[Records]
-- begin --
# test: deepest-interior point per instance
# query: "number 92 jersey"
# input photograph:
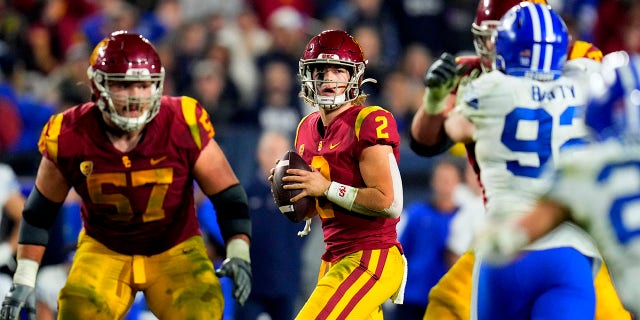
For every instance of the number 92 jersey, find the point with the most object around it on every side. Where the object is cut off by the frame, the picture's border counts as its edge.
(140, 201)
(336, 155)
(521, 126)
-- end --
Aim of the task = Print the records above line for line, leaving out the pictures.

Answer below =
# test: deepest-interior point per instance
# query: "number 92 jersey"
# input photograph:
For every instance of the number 92 jersey, find the point with the most object around it on every side. Where the object is cut off by the frame, the picture's border counts as its edge.
(140, 201)
(336, 155)
(521, 126)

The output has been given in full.